Task brief - In the reflection on Wayde Van Niekerk's Olympic win, what time did he run when he broke the 400m world record?

Page extract -
==============================

Like the rest of the world I heard about and watched the win of Wayde Van Niekerk at the Rio Olympic games in 2016. There were a lot of headlines about the young man. He became known as the man who broke Michael Johnson’s 17 year old 400m world record in a time of 43.03 seconds. The other headline was “Rio Olympic 2016 – Usain Bolt congratulates Wayde Van Niekerk.”
South Africans alike including myself were proud of his achievement. He was bringing home the gold. One thing that stood out for me about Wayde was his Christian faith. As you watch the end of his race you notice him pointing his fingers at the sky. He takes a moment to kneel down and pray. This is what he had to say about that moment
There was no strategy. I just went out as hard as I could. I kept thinking someone was going to catch me because I felt so alone. I was thinking, what’s going on? What’s going on? And I just drove for the line. Then the first thing I could think to do was to fall on my knees to thank God and to give thanks for having the chance to compete against such great athletes
I got goosebumps when I read more about him. I wanted to be like him. I wanted to have so much faith that I would not be ashamed to share it or show it to the world.
I accepted Christ as my saviour two years ago. I returned to church after running away from God’s love and guidance. I wanted to live this life in my own terms.
After the loss of my my mother I could not believe that God did not save her. When she was sick she did not give up on him. She would go to church when she had the strength to. She would read her bible and praise God even though she was in so much pain.
She never cursed God once.
I could not understand how God would watch her suffer and not do anything to ease her pain. I did not see his love or protection when my mother was in bed crying out from pain, praying for healing so that she could sleep peacefully.
No child should see their mother in that condition. We were not ready for it but it had to happen. We had to go through it.

==============================

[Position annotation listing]
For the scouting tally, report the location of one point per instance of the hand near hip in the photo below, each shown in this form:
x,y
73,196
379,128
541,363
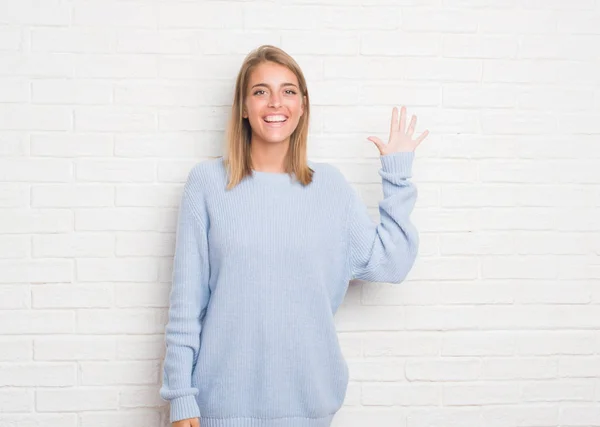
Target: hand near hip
x,y
189,422
400,139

==============================

Expected output - 43.03 seconds.